:: Exercise instructions ::
- a) Please list every movie title mentioned in the anniversary review.
- b) Continue the anniversary review from its final sentence.

:: Passage shown ::
====================
It is the anniversary of my wedding to Amanda today. Last year on our anniversary we watched the spectacularly bad Sharks in Venice. This year we’re reviewing Sharktopus. This must say something about us. I have been looking forward to this movie for months. Ever since I heard the title I’ve been in love with this movie. It’s like Snakes on a Plane – the title really says it all. Then I saw the preview and I became even more convinced that this was the perfect ultimate cheesefest for today, and boy was I right.
====================
[Items listed in a dataset]
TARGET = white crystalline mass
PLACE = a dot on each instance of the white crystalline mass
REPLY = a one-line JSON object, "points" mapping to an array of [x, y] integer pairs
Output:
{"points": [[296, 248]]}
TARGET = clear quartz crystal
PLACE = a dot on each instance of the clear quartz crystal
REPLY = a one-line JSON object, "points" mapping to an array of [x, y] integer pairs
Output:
====================
:: Answers provided ::
- a) Sharks in Venice, Sharktopus, Snakes on a Plane

- b)
This movie has EVERYTHING. It has a secret military project to build a perfect biological weapon (which goes horribly wrong of course.) It has beautiful women in bikinis getting eaten by a mutated shark-octopus monster. It has the sexy but smart daughter of the man in charge of the S-11 project who is out trying to re-capture the beast before it can kill again. It has the rogue war veteran who only cares about the money being offered by Sands to capture the Sharktopus. It has the hard-nosed female reporter determined to break the story and the alcoholic sea captain who is her only witness. It is frighteningly self aware – with characters actually making fun of the plot of the movie because it is so very predictable. It has the obligatory Wilhelm scream. It even features a cameo by producer Roger Corman (although his role is far smaller than in Dinoshark, which we reviewed a couple days ago.)

Sharks in Venice may have been the most hilariously badly made shark movie we own, but this movie is the absolutely best digital shark monster movie ever. It fulfilled my every expectation from its Mortal Kombat style digital dismemberings to its delightfully predictable plot. A number of the extras that the shark eats are clearly not professional actors and their line reads are hilarious – as is their flailing as the digital creature attacks them.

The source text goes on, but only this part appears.